TEXTO FORNECIDO:

━━━━

4.1.05

Jet-set, cultura geral

Woody Allen actuou no reveillon do Casino do Estoril. Não, não encenou uma peça de teatro a partir de um dos seus textos. Veio a Portugal integrado na sua banda de jazz, como instrumentista de clarinete. Figura da iconografia cinematográfica norte-americana, cativou a presença de aspirantes ao putativo jet-set doméstico. Muita gente de Lisboa e arredores pagou a fortuna usual para alindar com a sua presença o Casino. Aposto que muitos acreditavam que Woody Allen é uma figura emblemática de Hollywood. Desconhecem que todo o imaginário do autor se centra em Nova Iorque – pequena diferença de uma vasta distância que vai da costa oeste à costa leste do continente americano...

Aposto neste desconhecimento porque a reportagem da RTP apanhou muitos destes figurantes imersos na mais pura ignorância. Quando inquiridos pela jornalista de serviço qual o instrumento que Woody Allen vinha tocar, da dúzia de pessoas abordadas apenas uma jovem soube responder com acerto. De resto, as mais variadas respostas (e não respostas, sinal de uma franqueza que, no meio de tanta insciência, acaba por cair bem). Uns apostaram no saxofone. Sempre é um instrumento de sopro, tal como o clarinete. Para estes duros de ouvido, flautas, saxofones, clarinetes, fagotes, oboés e afins é tudo a mesma coisa. Toca-se com um sopro vindo dos pulmões do artista. Se produzem sons diferentes, se são instrumentos que se diferenciam à vista desarmada, tudo pormenores sem importância – ou apenas importantes para os melómanos.

Um senhor varonil, do alto da sua impecável cabeleira branca, respondeu com a convicção de quem se assenhoreia da verdade: “sexofone” (sic). Ou a pessoa estava apoderada pelos vapores etílicos antes do tempo, ou estamos perante um instrumento novo que só ele conhece. Ensaia-se uma explicação: talvez inquietado pelos fantasmas da andropausa que batem à porta, a boca fugiu-lhe para as suas angústias. O saxofone convertera-se em “sexofone”. Logo de seguida, uma pressurosa dona de casa respondeu com falta de convicção. Disse que Woody Allen vinha tocar um instrumento chamado…jazz! No meio do disparate, este foi o auge.

━━━━

LINHAS DE DADOS:
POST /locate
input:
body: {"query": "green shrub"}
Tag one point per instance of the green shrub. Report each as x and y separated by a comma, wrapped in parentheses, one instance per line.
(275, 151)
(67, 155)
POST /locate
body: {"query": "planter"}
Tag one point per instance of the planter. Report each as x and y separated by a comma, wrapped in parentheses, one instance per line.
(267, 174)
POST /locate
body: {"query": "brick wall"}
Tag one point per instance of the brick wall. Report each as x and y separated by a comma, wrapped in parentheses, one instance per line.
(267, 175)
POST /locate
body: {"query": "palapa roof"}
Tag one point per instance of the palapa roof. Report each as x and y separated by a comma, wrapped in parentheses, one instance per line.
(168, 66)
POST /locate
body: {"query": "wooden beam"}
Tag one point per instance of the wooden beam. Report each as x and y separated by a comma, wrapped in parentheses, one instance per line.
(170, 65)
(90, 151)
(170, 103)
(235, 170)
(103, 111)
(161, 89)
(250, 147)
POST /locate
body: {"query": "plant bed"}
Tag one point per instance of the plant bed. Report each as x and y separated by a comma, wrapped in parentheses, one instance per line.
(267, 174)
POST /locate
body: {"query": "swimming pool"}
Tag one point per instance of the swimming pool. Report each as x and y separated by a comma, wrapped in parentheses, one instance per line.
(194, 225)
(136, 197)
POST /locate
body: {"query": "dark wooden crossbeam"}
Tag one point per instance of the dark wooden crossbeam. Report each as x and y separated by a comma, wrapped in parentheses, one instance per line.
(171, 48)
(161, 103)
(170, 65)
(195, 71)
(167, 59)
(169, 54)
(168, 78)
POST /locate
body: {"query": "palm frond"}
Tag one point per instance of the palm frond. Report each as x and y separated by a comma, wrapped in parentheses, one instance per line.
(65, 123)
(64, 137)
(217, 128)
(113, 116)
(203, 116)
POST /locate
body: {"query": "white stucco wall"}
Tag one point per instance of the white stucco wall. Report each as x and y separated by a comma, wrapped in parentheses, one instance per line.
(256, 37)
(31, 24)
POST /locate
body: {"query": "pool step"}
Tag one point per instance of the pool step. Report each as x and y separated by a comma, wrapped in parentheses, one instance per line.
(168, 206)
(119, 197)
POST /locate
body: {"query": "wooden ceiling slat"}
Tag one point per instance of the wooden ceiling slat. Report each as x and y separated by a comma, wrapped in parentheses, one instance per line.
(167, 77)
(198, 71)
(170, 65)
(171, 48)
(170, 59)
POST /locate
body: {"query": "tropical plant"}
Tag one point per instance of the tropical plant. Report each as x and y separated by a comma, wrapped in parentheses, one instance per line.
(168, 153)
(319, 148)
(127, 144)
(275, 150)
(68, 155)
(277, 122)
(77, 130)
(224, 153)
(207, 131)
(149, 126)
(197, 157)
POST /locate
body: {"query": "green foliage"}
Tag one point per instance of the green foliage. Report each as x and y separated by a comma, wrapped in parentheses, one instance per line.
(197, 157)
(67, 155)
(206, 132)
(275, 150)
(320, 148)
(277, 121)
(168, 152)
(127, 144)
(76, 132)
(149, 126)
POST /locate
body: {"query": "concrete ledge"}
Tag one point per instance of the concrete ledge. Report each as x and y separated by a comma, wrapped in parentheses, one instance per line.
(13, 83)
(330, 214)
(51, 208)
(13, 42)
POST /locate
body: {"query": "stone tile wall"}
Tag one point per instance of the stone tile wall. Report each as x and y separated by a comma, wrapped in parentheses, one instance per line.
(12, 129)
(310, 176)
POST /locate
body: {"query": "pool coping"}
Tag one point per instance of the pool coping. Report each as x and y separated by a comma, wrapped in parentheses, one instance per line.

━━━━

TRABALHO PEDIDO:
a: Reproduza o trecho do texto sobre Woody Allen no Estoril que começa nas palavras “Jet-set, cultura geral” e termina depois de “do continente americano...”.
b: Responda, com base no texto sobre Woody Allen no Estoril:
(i) Em que ocasião Woody Allen atuou no Casino do Estoril?
(ii) Das pessoas abordadas pela jornalista da RTP, quem soube dizer corretamente qual instrumento Woody Allen vinha tocar?
(iii) Segundo a dona de casa, como se chamava o instrumento que Woody Allen vinha tocar?
Não é preciso consultar os dados.

RESPOSTAS:
a:
Jet-set, cultura geral

Woody Allen actuou no reveillon do Casino do Estoril. Não, não encenou uma peça de teatro a partir de um dos seus textos. Veio a Portugal integrado na sua banda de jazz, como instrumentista de clarinete. Figura da iconografia cinematográfica norte-americana, cativou a presença de aspirantes ao putativo jet-set doméstico. Muita gente de Lisboa e arredores pagou a fortuna usual para alindar com a sua presença o Casino. Aposto que muitos acreditavam que Woody Allen é uma figura emblemática de Hollywood. Desconhecem que todo o imaginário do autor se centra em Nova Iorque – pequena diferença de uma vasta distância que vai da costa oeste à costa leste do continente americano...

b:
(i) No reveillon do Casino do Estoril.
(ii) Apenas uma jovem.
(iii) Jazz.